■ The tasks:
A. In the Babel passage, write out everything from "Shot in Morocco, Tijuana, and" down to "to successfully communicate.", swapping "non-professional actors" for "amateur performers".
B. Finish out the next part of the Babel passage, starting after its last sentence.

■ Passage given:

┄┄┄┄┄┄

From Tijuana to Tokyo: The making of the final film of Iñárritu’s
Mexican film director Alejandro González Iñárritu, along with top photographers Mary Ellen Mark, Patrick Bard, Graciela Iturbide, and Miguel Rio Branco, bring together their highly perceptive visions on cultural diversity in a book that combines seductive images and firsthand remarks on the unique experience of shooting Babel. Winner of the Best Director prize at the 2006 Cannes Film Festival, the film is the third in the director’s trilogy started by Amores Perros and 21 Grams.
Shot in Morocco, Tijuana, and Tokyo, and involving a multilingual cast lead by Brad Pitt, Cate Blanchett, Gael García Bernal, and Koji Yakusho, as well non-professional actors from the three countries portrayed, Babel continues the director’s quest to explore the effects of loss and grief, and seeks to relate the modern implications of ancient myth on the origins of human inability to successfully communicate.

┄┄┄┄┄┄

■ Given information:
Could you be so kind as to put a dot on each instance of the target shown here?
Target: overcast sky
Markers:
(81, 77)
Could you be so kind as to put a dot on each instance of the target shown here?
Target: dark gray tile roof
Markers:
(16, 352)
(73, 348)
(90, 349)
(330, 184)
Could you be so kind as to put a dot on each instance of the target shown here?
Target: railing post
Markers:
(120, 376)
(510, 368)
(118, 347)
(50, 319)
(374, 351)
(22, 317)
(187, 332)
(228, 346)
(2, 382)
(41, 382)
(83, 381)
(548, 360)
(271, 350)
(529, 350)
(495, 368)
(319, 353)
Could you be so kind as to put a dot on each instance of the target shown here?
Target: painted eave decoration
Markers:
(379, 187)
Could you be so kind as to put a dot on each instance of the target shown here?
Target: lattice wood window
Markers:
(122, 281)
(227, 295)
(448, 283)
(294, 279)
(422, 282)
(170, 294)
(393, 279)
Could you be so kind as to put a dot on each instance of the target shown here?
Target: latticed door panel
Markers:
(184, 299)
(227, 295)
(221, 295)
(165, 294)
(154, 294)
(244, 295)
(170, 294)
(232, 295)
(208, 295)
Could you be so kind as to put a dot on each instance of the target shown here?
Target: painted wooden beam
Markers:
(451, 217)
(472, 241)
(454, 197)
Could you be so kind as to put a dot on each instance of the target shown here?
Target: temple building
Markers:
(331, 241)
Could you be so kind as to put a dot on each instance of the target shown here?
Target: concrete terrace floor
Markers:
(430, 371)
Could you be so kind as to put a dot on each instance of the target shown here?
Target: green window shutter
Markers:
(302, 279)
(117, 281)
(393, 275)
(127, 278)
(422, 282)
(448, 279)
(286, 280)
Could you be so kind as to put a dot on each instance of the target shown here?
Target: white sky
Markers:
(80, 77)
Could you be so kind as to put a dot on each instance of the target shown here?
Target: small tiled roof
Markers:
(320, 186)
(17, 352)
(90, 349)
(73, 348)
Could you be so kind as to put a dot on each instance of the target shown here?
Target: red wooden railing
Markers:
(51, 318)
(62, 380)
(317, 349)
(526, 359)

┄┄┄┄┄┄

■ Results of the exercise:
A.
Shot in Morocco, Tijuana, and Tokyo, and involving a multilingual cast lead by Brad Pitt, Cate Blanchett, Gael García Bernal, and Koji Yakusho, as well amateur performers from the three countries portrayed, Babel continues the director’s quest to explore the effects of loss and grief, and seeks to relate the modern implications of ancient myth on the origins of human inability to successfully communicate.

B.
This book is a visual recollection of the parallel stories and real-life characters that revolved around the making of Babel, and the unexpected ways in which fiction and reality collide. Photographs both from the set and the surrounding disparate landscapes are paired with the director’s personal commentary on the larger-than-life film shoot. Introduced with essays by novelist and poet Eliseo Alberto and Gonzalez Iñárritu, as well as an interview with the director by Rodrigo García, the result is an engaging book that both complements Babel's powerful statement on the barrier of language, and reveals the fascinating reality of the people and places that inspired the film.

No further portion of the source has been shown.